PROBLEM 1:
Answer from the article on pandemic workplace safety:
(a) What is the title of Cook's session?
(b) According to Cook, should employees clock in before or after the health screening?
(c) How many questions does OBE ask, and who suggested them?
PROBLEM 2: Carry the article on pandemic workplace safety forward, starting after its last line.

____ PASSAGE FOR REVIEW

Cook explains that it’s important for companies to have a methodology to determine the work-relatedness of COVID-19 cases.

Safety remains as critical as ever amid the COVID-19 pandemic. Michael Cook, director of corporate safety for Oldcastle BuildingEnvelope® (OBE) shared some safety tips in his session, “Safety Awareness in the Pandemic,” during the second day of the Fenestration & Glazing Industry Alliance (FGIA) 2020 Virtual Fall Conference.

Cook explained how companies operated in January prior to the global COVID-19 outbreak and how that changed as U.S. companies reacted to the crisis in March. Now, more than six months since lockdowns first began in the U.S., Cook said that safety is as important as ever. He pointed out that now, at the end of the third quarter of 2020, people are feeling distracted and overloaded.

Cook said his company is still taking temperatures and asking health questions to prevent the spread of the virus. However, it’s important to allow them to clock in prior to the health screening, as that process is part of the work day. He said that while these screenings aren’t catching many cases, there are still important proactive and preventative measures that help reassure employees.

“It shows that you actively care. People are nervous and overloaded but by going through these things it shows them that you do care about them,” he said.

These steps also protect against potential occupational events, OSHA enforcement activities and civil liability.

“By doing all of these pandemic safety procedures and following guidelines from the CDC, OSHA and state medical professionals, it protects in regard to civil liability,” he said.

Cook explained that it’s important for companies to have a methodology to determine if a COVID-19 case is related to work. He said a company must make a reasonable effort to make this determination. At OBE, the company asks five questions suggested by OSHA:

  1. Did the employee work in close proximity on a frequent basis with a co-worker diagnosed with COVID-19?

________
____ INFORMATION SUPPLIED

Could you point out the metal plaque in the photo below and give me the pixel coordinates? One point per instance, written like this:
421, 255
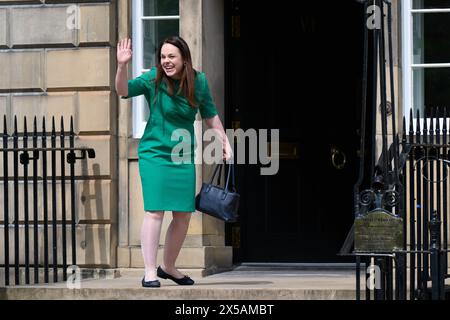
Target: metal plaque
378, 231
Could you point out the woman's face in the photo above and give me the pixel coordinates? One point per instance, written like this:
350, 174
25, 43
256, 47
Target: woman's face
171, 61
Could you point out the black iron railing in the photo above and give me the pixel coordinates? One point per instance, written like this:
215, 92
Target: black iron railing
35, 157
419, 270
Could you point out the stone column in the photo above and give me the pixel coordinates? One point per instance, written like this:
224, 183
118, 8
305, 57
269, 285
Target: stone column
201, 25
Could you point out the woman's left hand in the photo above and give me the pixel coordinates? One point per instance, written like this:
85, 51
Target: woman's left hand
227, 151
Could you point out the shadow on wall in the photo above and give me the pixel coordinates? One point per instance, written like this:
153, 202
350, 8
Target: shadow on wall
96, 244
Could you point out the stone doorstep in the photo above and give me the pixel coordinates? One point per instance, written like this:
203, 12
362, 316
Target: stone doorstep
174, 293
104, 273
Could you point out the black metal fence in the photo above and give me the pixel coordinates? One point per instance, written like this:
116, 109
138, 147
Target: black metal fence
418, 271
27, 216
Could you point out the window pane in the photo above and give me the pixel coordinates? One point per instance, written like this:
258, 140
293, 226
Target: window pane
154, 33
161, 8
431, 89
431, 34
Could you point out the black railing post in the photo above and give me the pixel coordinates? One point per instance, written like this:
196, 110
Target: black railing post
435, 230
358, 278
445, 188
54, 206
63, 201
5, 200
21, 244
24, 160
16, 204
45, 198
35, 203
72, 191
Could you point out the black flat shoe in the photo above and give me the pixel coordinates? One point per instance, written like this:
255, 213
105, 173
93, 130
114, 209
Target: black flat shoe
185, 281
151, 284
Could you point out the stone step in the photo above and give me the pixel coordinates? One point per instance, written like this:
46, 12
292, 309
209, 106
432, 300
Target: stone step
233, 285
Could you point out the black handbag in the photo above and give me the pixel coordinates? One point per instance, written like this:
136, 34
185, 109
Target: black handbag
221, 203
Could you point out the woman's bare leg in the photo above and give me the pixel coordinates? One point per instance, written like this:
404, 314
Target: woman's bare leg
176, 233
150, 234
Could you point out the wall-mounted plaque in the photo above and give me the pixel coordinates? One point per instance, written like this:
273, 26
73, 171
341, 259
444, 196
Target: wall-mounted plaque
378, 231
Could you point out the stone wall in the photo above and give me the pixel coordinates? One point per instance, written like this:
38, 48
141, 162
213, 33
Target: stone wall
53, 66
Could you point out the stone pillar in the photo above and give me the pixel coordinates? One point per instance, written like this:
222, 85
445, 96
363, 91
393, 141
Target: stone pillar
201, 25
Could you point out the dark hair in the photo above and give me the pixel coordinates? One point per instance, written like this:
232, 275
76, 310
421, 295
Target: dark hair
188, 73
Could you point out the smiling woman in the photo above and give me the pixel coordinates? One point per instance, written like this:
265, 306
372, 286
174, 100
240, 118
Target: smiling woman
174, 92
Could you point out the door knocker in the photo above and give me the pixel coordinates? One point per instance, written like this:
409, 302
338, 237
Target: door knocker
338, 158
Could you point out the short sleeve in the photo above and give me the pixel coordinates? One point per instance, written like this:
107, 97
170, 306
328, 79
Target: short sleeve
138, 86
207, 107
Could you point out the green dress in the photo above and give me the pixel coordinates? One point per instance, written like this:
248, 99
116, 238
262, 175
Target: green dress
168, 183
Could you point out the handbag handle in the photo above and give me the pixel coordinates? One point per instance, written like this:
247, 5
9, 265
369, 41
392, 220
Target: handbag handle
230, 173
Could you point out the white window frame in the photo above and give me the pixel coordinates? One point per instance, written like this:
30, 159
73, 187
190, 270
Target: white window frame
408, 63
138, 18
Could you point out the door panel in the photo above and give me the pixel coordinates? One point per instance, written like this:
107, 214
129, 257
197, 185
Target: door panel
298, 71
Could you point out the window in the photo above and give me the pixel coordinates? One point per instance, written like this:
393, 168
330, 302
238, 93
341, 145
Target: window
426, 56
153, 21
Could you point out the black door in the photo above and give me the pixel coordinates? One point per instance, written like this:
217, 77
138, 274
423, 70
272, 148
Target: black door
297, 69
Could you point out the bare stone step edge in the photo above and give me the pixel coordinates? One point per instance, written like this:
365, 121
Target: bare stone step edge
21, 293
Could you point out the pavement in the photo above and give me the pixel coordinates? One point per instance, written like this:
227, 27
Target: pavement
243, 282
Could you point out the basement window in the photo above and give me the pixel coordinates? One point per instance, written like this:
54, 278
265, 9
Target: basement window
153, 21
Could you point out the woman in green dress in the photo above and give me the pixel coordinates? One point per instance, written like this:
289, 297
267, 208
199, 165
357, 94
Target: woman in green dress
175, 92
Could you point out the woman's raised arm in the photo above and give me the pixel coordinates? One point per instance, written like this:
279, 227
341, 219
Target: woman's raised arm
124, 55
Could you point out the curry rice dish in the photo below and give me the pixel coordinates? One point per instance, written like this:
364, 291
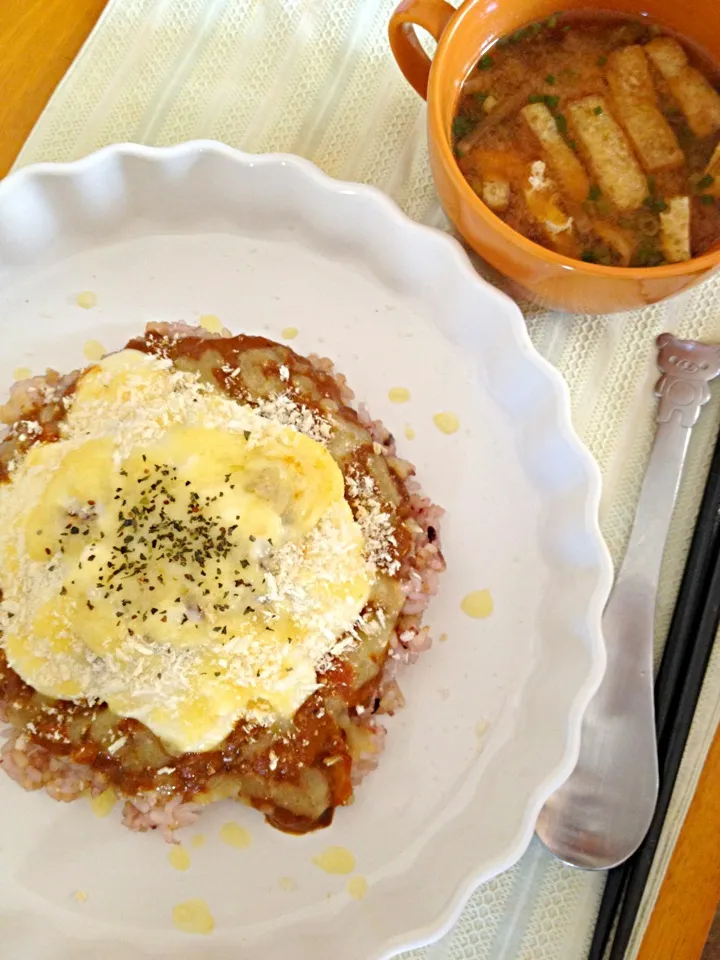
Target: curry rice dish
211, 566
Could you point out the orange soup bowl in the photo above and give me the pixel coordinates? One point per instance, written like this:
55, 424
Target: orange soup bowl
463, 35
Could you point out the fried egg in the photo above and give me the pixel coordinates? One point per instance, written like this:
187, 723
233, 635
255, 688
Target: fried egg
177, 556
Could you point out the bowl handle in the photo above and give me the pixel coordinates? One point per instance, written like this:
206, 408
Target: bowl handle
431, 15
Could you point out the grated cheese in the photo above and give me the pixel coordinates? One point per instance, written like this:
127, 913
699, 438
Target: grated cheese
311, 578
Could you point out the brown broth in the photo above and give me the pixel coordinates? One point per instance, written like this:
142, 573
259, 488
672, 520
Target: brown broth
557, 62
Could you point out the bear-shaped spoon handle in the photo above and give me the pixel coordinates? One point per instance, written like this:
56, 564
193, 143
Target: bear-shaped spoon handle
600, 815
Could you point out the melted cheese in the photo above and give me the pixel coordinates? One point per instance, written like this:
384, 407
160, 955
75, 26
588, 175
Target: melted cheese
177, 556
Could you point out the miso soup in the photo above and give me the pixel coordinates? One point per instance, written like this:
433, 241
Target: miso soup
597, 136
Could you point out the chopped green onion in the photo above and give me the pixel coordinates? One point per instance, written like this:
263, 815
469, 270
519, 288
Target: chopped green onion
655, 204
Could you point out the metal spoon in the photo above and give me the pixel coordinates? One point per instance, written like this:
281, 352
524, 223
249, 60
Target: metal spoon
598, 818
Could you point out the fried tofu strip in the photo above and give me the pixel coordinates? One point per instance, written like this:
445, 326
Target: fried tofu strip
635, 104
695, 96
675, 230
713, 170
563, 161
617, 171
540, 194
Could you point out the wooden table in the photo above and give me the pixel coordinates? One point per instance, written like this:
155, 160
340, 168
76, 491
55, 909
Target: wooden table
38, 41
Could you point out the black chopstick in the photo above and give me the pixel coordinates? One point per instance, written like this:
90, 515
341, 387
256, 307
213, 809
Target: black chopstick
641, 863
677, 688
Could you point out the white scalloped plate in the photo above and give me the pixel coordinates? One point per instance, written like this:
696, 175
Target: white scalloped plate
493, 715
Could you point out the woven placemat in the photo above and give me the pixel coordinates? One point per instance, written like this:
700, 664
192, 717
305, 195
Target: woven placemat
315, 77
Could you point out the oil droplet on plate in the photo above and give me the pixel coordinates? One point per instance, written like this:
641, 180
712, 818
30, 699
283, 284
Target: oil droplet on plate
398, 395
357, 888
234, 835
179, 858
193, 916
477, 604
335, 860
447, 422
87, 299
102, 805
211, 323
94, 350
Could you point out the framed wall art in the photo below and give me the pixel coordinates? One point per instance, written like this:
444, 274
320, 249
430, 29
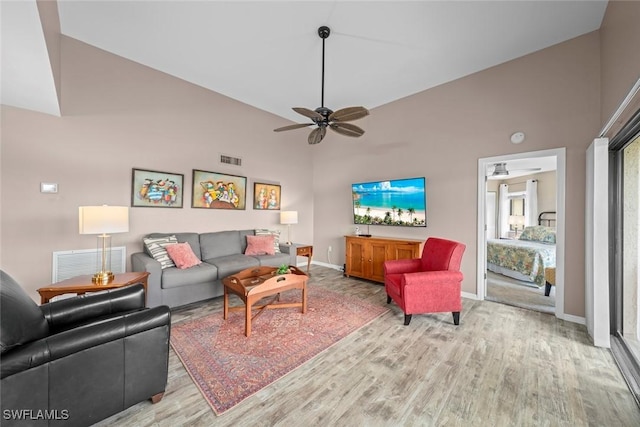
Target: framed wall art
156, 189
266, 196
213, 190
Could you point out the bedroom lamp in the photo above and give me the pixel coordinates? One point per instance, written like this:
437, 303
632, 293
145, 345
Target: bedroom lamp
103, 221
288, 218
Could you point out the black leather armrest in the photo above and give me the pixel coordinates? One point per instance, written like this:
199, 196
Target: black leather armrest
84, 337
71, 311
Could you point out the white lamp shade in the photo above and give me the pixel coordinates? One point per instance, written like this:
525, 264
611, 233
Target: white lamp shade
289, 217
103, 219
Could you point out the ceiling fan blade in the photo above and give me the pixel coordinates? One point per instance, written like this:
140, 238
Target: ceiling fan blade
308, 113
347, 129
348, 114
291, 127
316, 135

________

WRITTEN ANSWER 1:
(a) "Safety Awareness in the Pandemic."
(b) Before, because the screening is part of the work day.
(c) Five questions, suggested by OSHA.

WRITTEN ANSWER 2:
  2. Did the employee have frequent and close exposure to someone from the general public within their work environment who was diagnosed with COVID-19 (such as in will call)?
  3. Did the employee’s job duties have frequent and close exposure to the general public in an area with a COVID-19 outbreak?
  4. Was the employee the only one in their immediate work area to contract COVID-19?
  5. Did the employee associate with someone diagnosed with COVID-19 outside of their work environment?

Cook said companies also must document the responses to the questions in some way.

He emphasized that 100% of a company’s employees need to be engaged in safety. Some activities that Cook recommended considering or modifying for COVID-19 include:

  • Monthly leadership safety meetings and safety committee meetings;
  • Toolbox talks;
  • Visual and verbal communication;
  • Facility inspections/behavior observations;
  • Safety standard work practices; and
  • One-on-one leadership/employee communications.

He also recommended that meetings be held in small groups with social distancing and face coverings. Holding meetings outside can also mitigate the virus’ spread. Facility inspections also can be performed with social distancing and masks.

“A lot of this is using common sense and following CDC guidelines,” said Cook.

Finally, he explained that, during this time of uncertainty, people need reassurance, someone to communicate with, to feel safe, a sense of normalcy and to earn a paycheck.